=== Record excerpts ===

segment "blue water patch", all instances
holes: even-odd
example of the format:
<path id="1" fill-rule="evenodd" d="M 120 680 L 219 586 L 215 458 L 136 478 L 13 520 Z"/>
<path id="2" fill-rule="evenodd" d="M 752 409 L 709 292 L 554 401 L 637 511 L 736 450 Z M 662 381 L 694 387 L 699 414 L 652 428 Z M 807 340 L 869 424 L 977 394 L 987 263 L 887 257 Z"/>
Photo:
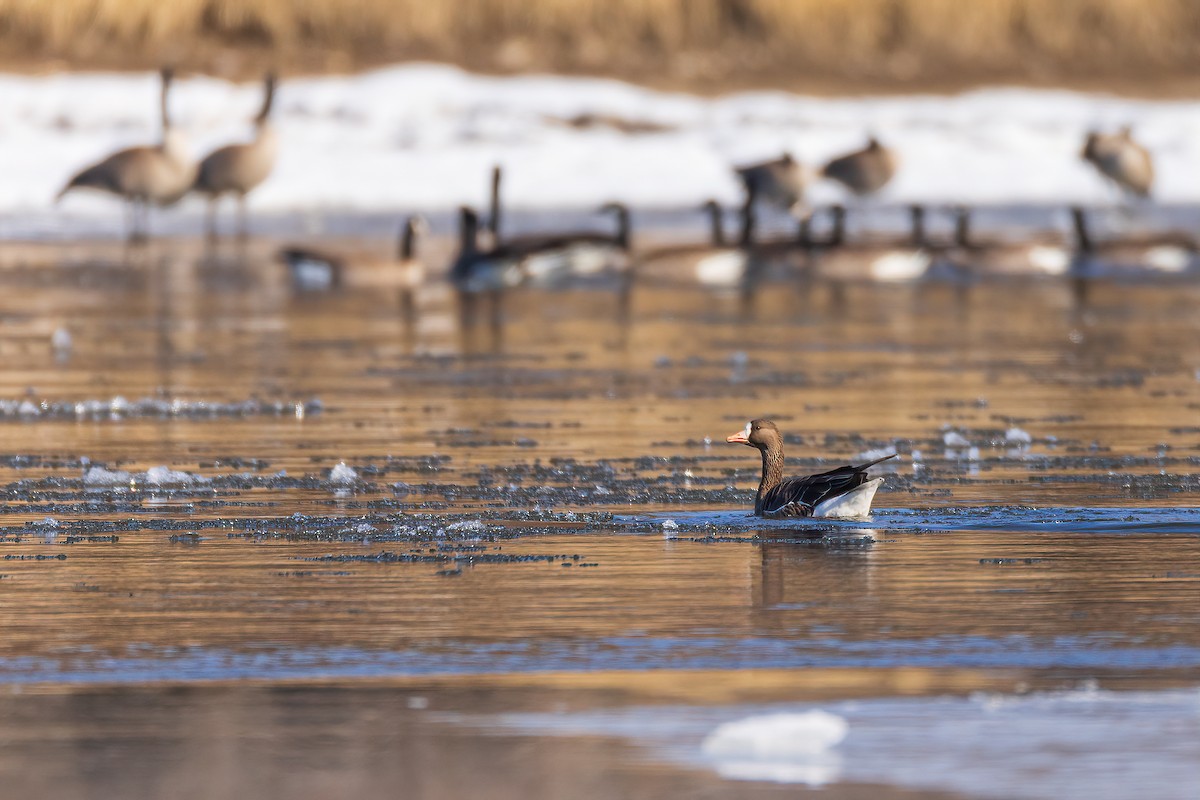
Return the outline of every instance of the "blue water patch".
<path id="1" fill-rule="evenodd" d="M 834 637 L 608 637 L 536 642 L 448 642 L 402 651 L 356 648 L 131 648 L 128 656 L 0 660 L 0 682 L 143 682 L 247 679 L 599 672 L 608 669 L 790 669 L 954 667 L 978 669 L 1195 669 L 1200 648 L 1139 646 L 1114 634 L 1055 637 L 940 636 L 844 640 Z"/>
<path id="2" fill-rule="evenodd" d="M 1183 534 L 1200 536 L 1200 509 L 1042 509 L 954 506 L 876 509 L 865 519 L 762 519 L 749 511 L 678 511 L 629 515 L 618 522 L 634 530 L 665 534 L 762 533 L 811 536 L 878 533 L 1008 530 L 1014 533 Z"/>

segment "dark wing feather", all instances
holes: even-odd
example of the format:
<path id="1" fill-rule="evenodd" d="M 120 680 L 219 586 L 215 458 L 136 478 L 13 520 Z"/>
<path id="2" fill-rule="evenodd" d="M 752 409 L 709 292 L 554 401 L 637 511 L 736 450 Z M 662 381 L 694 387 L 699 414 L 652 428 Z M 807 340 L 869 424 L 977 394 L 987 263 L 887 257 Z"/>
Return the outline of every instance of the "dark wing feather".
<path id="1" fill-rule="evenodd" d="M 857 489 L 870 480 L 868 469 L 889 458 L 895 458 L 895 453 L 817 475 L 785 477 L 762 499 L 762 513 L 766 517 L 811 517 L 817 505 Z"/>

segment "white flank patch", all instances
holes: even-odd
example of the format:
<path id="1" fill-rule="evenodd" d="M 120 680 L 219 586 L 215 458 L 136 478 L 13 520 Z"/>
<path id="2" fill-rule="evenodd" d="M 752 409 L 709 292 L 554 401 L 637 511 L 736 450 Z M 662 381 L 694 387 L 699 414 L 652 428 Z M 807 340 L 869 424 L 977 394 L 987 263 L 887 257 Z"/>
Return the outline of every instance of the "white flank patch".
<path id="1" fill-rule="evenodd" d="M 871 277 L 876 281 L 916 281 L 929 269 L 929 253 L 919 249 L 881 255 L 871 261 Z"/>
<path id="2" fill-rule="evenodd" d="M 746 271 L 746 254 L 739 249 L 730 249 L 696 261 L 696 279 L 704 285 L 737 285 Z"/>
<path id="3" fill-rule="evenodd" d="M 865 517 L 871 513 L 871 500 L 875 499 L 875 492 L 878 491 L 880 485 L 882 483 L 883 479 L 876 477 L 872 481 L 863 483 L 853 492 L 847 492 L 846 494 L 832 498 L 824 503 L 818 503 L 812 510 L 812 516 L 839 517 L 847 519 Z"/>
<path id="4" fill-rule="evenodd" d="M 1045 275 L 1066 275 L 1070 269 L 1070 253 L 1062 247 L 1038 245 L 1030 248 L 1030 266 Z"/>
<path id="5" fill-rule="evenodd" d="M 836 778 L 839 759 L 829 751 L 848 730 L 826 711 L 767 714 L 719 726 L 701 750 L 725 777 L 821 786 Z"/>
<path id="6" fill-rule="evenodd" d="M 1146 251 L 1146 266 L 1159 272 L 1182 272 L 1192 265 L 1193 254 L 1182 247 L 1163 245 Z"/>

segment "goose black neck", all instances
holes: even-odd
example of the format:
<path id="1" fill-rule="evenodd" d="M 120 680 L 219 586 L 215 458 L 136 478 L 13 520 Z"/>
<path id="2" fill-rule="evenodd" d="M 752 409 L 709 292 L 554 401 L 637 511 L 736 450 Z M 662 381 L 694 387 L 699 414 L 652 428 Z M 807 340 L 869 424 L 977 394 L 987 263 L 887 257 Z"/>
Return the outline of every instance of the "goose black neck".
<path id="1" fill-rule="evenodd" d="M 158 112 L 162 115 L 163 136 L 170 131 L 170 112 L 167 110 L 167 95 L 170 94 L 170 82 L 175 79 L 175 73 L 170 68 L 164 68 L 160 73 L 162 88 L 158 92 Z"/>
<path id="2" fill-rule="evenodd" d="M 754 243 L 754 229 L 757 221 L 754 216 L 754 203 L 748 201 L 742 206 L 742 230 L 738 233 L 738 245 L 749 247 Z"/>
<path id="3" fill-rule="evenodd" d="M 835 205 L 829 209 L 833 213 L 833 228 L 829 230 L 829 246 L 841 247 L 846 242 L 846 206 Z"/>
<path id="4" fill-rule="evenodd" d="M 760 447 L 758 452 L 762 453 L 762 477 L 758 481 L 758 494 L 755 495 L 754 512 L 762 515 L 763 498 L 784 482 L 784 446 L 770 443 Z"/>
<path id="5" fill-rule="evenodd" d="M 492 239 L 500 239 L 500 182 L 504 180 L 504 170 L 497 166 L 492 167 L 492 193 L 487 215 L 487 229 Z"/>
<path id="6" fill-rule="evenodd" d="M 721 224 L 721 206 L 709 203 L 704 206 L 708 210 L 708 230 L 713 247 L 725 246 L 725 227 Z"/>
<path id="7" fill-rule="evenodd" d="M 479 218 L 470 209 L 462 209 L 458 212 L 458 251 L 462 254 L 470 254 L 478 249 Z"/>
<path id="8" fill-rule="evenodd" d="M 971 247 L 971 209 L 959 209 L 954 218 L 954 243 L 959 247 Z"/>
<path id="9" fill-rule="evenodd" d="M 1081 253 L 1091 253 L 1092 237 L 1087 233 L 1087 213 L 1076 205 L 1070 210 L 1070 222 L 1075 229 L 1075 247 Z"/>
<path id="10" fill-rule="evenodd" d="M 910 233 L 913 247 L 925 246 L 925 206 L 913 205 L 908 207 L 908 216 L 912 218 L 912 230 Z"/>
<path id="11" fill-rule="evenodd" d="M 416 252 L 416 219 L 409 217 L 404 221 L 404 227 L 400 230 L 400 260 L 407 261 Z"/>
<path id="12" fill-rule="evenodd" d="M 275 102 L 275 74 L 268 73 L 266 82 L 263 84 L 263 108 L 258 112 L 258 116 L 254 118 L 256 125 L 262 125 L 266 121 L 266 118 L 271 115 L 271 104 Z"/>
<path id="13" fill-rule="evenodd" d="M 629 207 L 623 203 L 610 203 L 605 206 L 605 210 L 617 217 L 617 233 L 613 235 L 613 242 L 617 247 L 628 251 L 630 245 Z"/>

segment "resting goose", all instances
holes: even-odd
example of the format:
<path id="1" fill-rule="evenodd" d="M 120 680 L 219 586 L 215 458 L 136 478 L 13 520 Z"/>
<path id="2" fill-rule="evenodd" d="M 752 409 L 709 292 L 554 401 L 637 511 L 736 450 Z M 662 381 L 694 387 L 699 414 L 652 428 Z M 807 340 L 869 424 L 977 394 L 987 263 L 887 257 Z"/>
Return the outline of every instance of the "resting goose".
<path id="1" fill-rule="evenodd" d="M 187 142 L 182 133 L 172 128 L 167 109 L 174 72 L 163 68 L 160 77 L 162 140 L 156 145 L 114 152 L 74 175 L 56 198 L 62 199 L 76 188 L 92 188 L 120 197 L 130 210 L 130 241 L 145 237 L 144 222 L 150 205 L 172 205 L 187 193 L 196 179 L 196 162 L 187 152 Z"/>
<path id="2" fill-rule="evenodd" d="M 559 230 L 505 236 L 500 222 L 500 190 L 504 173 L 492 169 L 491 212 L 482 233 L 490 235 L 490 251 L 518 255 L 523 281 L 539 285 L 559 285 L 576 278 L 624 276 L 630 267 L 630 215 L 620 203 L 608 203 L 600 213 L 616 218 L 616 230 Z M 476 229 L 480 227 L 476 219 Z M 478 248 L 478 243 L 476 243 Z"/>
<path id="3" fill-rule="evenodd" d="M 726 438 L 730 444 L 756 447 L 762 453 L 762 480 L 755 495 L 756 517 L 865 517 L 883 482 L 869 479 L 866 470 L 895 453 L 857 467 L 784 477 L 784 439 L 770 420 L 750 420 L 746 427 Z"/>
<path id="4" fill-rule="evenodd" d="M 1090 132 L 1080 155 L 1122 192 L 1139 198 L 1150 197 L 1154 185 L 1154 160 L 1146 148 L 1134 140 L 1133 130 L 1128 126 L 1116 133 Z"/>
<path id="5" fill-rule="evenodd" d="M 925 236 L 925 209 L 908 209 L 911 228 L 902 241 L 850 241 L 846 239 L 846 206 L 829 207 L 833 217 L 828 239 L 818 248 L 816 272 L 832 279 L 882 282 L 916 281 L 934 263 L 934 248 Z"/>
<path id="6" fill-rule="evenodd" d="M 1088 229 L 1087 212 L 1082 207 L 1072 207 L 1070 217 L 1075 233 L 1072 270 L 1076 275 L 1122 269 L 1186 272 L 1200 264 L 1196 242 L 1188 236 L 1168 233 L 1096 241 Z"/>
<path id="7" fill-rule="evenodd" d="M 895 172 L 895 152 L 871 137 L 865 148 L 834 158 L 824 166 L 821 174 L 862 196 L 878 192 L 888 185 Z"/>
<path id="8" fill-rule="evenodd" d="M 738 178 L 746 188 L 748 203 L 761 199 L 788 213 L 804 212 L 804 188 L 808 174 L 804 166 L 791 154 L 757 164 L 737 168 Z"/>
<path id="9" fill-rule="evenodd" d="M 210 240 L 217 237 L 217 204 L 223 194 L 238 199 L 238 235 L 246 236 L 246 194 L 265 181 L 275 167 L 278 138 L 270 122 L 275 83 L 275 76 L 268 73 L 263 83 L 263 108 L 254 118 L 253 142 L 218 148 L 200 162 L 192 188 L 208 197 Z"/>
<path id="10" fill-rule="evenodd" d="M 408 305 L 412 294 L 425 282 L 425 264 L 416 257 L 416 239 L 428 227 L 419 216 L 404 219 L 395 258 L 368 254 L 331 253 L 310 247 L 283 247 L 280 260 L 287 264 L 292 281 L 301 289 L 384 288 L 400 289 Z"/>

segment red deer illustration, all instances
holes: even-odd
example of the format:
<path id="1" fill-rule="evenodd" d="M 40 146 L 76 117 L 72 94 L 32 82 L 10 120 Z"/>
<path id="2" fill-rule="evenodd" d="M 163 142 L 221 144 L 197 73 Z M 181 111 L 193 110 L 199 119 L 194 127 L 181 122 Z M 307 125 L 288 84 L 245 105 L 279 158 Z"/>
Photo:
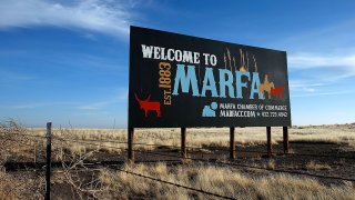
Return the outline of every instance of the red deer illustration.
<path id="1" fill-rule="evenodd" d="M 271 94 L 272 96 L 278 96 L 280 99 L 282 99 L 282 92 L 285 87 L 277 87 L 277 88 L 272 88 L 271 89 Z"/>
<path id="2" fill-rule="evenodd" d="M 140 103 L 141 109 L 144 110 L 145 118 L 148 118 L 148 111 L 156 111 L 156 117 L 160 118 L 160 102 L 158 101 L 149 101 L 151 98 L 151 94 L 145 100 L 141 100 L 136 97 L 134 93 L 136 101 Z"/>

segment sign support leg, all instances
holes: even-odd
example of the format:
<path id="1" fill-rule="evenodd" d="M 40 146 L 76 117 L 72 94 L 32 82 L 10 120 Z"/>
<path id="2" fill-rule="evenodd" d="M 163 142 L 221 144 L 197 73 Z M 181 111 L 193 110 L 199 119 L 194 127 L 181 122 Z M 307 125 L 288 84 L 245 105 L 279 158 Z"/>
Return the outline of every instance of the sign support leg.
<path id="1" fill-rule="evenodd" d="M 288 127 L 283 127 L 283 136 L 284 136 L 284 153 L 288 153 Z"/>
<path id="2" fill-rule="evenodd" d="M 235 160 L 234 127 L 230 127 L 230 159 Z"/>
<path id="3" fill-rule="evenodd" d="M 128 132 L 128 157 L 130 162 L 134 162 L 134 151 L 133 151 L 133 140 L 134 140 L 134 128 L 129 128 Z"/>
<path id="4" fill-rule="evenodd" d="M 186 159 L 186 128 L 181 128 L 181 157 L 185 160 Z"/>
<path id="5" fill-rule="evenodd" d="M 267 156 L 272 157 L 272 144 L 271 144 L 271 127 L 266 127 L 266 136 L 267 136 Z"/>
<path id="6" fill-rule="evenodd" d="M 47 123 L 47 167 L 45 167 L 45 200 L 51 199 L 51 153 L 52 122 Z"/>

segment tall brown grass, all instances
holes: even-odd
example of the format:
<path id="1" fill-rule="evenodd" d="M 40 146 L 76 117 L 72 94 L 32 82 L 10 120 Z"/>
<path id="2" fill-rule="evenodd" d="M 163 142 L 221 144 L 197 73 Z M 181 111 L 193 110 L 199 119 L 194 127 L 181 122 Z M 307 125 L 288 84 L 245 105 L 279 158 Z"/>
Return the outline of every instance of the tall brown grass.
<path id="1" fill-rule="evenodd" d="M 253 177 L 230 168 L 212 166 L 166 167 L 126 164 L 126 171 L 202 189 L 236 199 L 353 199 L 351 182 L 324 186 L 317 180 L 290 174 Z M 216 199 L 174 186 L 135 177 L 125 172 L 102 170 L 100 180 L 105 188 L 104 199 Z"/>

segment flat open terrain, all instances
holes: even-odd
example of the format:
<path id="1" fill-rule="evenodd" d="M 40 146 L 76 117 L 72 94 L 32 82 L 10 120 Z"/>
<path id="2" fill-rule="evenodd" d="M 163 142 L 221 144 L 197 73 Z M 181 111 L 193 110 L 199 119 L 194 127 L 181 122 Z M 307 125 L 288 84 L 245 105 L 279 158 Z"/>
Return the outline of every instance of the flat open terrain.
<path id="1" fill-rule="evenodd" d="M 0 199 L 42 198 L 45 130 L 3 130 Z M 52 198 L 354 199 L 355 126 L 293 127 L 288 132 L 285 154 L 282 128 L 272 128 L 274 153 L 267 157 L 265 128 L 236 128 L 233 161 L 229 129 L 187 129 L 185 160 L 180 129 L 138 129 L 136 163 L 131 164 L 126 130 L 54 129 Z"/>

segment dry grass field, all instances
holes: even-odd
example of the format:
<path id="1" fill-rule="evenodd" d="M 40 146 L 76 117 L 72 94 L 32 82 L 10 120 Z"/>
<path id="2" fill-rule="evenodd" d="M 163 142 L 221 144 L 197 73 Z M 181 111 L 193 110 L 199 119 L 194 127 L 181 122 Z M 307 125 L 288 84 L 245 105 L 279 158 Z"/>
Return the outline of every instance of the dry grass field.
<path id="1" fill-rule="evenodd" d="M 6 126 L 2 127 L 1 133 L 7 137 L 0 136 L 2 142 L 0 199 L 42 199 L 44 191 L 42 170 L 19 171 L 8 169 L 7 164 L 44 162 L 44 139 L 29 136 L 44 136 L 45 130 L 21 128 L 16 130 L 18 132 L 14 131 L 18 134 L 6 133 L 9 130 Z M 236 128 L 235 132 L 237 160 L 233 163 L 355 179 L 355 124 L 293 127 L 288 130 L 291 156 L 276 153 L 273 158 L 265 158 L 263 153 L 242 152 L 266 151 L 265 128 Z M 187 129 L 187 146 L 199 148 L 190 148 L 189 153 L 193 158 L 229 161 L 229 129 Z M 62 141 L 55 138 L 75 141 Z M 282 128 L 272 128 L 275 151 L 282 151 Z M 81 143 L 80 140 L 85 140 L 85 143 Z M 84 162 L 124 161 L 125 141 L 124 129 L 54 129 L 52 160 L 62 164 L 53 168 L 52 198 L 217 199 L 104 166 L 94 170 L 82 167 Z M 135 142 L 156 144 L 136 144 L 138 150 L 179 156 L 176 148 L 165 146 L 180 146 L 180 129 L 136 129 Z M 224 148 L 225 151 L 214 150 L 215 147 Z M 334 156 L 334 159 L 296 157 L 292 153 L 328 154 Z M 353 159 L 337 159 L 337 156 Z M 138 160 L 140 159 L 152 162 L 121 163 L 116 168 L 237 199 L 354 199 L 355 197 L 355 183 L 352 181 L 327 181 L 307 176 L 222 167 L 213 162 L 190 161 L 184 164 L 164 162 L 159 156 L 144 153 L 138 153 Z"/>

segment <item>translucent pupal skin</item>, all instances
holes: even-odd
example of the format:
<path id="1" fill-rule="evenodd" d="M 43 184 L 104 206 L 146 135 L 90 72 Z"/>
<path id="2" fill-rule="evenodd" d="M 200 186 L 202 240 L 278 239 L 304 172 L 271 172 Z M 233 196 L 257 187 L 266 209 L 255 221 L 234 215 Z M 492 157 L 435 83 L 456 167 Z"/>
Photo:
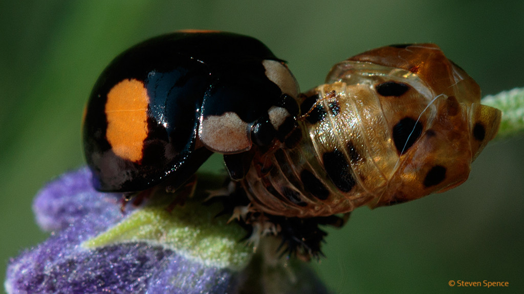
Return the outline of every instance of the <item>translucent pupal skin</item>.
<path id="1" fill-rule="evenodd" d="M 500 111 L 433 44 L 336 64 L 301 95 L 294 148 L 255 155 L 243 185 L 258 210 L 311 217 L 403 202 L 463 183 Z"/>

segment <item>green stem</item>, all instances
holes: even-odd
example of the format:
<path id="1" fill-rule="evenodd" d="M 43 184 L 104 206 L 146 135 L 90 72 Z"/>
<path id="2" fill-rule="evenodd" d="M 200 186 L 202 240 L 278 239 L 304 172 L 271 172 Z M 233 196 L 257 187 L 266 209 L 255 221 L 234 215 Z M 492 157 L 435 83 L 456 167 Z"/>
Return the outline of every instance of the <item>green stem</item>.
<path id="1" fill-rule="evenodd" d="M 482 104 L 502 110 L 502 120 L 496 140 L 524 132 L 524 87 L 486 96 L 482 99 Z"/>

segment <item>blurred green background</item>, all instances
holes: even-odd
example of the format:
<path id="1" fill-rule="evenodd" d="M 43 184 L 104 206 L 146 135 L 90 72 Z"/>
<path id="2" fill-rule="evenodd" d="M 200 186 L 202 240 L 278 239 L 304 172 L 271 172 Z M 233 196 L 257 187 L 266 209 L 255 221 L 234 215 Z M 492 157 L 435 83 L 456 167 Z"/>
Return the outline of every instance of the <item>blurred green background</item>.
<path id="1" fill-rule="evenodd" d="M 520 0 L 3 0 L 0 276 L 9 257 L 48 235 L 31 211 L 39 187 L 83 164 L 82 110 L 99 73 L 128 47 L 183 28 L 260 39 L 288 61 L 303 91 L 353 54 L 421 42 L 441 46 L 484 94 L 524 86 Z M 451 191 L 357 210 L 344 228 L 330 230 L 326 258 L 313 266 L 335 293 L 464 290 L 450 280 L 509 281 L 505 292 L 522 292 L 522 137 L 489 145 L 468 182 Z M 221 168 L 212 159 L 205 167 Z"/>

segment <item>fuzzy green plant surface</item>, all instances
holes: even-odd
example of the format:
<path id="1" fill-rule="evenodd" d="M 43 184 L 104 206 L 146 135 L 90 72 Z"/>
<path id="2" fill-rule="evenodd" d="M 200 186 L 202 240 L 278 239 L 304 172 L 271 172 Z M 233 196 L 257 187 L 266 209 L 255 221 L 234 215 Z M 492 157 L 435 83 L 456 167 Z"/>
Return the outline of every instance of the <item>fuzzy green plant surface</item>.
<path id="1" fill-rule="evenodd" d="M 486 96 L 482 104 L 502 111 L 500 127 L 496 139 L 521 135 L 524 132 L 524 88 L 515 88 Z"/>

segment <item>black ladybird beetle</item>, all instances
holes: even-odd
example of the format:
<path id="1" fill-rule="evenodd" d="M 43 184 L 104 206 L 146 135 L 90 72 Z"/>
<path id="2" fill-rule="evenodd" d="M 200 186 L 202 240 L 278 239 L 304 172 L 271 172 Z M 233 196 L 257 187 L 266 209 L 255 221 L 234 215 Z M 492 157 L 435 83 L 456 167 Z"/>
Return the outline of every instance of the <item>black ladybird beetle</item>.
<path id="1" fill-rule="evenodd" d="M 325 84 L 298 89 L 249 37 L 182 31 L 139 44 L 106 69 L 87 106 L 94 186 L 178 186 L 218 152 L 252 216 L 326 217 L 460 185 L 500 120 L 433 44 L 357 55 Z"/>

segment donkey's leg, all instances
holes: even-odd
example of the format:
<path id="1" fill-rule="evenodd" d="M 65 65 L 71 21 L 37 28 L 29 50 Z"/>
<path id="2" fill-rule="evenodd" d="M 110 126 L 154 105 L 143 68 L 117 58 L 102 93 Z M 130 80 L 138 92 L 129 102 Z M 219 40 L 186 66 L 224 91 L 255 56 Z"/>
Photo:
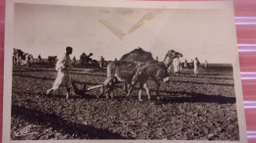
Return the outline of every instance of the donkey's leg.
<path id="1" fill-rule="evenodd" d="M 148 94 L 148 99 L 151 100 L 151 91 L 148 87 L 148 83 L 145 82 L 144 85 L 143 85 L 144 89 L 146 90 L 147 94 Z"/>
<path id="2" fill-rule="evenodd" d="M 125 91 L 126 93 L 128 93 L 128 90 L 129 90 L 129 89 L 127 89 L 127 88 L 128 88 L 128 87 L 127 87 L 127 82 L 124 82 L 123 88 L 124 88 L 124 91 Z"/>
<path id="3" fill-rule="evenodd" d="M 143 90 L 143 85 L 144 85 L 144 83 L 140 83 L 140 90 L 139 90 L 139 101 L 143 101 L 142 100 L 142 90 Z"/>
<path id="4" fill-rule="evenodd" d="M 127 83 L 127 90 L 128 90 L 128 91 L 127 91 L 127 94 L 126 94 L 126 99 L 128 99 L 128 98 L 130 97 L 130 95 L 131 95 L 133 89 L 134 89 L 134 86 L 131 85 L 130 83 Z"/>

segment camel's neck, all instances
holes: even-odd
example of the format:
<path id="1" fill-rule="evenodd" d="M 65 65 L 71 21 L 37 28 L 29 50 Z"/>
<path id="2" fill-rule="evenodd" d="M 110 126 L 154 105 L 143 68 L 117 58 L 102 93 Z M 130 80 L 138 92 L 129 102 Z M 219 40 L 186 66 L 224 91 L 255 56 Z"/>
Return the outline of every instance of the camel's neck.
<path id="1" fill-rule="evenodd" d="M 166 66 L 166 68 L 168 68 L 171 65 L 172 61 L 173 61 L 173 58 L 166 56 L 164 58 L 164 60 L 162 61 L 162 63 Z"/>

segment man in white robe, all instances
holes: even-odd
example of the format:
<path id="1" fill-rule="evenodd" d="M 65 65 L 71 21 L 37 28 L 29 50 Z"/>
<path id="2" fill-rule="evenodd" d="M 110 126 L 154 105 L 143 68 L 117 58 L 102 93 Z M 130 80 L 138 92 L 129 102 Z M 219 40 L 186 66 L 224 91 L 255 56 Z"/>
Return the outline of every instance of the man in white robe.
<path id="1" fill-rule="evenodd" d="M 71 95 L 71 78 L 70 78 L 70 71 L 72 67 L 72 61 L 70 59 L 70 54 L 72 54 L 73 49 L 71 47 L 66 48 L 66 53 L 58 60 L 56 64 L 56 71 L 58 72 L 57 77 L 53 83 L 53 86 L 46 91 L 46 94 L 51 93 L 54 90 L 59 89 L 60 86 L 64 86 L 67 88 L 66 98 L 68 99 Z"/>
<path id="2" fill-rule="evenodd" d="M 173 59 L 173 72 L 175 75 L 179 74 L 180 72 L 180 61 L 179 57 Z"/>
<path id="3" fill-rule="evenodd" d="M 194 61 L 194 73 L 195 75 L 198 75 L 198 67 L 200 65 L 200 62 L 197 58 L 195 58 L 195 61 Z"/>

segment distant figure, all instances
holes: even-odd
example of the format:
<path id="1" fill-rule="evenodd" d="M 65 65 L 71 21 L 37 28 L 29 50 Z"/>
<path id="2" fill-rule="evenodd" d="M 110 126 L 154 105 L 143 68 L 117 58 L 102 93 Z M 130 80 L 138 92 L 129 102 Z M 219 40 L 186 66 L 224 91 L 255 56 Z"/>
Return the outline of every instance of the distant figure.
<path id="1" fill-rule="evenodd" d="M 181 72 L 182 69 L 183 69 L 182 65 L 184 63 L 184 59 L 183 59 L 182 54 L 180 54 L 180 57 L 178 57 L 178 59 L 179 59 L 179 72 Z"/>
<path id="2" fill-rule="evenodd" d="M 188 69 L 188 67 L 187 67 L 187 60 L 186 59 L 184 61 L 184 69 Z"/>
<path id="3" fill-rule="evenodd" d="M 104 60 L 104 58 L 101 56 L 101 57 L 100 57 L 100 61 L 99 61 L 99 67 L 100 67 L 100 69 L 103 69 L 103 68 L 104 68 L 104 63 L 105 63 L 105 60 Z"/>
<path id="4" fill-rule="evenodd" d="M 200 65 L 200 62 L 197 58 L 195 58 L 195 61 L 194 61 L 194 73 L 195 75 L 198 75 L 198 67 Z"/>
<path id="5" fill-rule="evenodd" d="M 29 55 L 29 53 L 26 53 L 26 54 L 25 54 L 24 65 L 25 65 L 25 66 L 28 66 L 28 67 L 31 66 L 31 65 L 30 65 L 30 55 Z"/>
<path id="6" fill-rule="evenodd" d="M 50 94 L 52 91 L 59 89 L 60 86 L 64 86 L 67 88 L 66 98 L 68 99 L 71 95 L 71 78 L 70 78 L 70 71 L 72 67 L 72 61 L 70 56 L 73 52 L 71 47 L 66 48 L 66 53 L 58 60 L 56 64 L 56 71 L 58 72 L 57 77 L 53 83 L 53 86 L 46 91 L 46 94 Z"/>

===

## Written request:
Which lines in the records contain the string "pupal"? List each one in full.

## Solution below:
segment <item>translucent pupal skin</item>, all instances
Return the outline of every instance of the <item>translucent pupal skin</item>.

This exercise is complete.